[START Extracted entries]

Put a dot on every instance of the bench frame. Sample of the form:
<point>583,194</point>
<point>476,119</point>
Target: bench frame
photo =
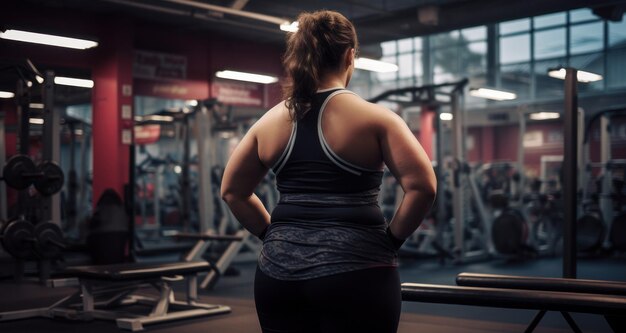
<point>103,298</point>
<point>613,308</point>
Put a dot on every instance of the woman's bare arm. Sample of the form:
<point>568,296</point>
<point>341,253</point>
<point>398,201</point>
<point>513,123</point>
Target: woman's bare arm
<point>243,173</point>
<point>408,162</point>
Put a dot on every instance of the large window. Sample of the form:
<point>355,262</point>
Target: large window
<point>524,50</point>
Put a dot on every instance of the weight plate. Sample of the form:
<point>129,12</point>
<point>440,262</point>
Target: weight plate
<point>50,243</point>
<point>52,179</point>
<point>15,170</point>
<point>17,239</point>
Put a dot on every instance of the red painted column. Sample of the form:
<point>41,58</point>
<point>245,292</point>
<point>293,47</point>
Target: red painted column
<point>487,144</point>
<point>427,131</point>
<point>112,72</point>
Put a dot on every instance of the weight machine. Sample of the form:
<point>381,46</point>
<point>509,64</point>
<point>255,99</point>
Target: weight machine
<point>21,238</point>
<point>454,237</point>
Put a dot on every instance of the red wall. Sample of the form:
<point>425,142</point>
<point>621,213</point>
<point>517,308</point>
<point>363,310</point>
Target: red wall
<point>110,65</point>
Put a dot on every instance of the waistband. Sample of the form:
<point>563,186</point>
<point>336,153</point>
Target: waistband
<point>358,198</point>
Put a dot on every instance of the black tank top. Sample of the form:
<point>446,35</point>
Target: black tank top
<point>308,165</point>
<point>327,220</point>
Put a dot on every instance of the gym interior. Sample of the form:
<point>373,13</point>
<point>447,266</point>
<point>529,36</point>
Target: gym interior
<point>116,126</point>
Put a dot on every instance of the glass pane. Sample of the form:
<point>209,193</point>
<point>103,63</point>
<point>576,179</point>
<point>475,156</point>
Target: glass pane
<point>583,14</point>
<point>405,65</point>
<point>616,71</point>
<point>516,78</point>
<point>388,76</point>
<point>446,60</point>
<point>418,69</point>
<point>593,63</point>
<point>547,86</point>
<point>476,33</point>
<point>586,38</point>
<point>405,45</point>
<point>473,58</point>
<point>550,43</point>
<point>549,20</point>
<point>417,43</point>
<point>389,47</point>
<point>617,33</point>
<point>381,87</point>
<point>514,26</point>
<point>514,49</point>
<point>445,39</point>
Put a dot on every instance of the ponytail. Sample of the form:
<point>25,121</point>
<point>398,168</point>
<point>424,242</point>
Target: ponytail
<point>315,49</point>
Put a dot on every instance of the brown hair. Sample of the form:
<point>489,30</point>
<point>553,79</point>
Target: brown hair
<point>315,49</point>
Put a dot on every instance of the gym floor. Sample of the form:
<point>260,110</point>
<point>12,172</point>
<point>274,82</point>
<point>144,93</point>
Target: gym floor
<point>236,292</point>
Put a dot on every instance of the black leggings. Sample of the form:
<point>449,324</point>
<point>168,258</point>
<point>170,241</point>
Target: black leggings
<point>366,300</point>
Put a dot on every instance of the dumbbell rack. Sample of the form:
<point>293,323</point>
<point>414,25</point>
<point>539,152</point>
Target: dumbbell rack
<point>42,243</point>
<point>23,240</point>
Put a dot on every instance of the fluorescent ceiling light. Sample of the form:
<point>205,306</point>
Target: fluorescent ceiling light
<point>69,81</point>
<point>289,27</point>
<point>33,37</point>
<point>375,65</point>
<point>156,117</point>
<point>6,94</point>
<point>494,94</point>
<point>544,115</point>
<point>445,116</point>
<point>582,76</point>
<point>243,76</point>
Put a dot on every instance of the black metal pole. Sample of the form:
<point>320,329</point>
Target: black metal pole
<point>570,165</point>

[END Extracted entries]
[START Extracted entries]

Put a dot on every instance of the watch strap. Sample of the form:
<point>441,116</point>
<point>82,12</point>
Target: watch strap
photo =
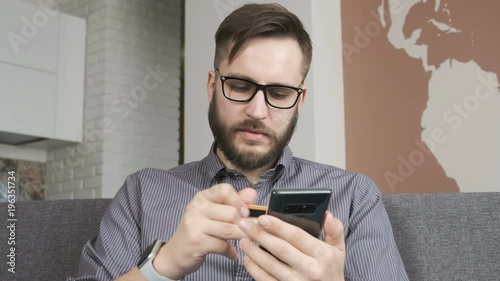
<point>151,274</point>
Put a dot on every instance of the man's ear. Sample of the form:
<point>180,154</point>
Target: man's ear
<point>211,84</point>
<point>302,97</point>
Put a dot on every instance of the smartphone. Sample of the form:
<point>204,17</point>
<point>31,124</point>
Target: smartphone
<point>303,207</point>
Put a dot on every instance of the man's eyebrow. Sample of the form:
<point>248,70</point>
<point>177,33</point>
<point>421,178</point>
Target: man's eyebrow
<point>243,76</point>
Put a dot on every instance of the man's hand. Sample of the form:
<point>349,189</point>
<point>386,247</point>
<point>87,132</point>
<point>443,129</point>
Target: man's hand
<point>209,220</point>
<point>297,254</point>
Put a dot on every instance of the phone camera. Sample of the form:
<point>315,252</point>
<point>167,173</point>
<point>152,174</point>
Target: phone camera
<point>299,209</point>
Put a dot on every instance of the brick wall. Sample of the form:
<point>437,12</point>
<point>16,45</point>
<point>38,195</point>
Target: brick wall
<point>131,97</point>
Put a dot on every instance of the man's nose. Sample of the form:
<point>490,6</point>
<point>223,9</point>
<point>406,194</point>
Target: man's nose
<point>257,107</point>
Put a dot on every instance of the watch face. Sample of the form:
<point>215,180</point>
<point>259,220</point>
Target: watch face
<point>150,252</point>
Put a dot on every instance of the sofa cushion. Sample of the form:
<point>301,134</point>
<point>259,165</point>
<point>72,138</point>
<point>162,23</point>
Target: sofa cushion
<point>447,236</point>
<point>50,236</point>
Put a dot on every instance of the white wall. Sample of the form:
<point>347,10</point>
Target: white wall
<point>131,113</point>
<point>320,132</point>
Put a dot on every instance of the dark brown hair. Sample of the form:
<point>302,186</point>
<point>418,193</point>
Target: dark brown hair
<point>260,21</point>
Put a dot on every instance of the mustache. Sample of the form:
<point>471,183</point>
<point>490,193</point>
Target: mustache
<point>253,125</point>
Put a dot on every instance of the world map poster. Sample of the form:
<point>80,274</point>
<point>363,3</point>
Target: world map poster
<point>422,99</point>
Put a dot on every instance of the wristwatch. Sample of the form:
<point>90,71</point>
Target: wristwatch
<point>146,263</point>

[END Extracted entries]

» Problem to solve
Copy out, character for character, everything from the line containing "Put a dot on every instance of the dumbbell" down to the line containing "<point>570,165</point>", with both of those lines included.

» Full answer
Put a dot on every instance of the dumbbell rack. Sample of the form:
<point>293,323</point>
<point>414,25</point>
<point>539,152</point>
Target: dumbbell rack
<point>42,243</point>
<point>23,240</point>
Put a dot on every instance of the fluorescent ceiling light. Sample of the form:
<point>205,306</point>
Target: fluorescent ceiling light
<point>69,81</point>
<point>289,27</point>
<point>33,37</point>
<point>375,65</point>
<point>156,117</point>
<point>6,94</point>
<point>494,94</point>
<point>544,115</point>
<point>445,116</point>
<point>582,76</point>
<point>243,76</point>
Put a dot on every instance of the black metal pole. Sample of the form:
<point>320,329</point>
Target: black metal pole
<point>570,165</point>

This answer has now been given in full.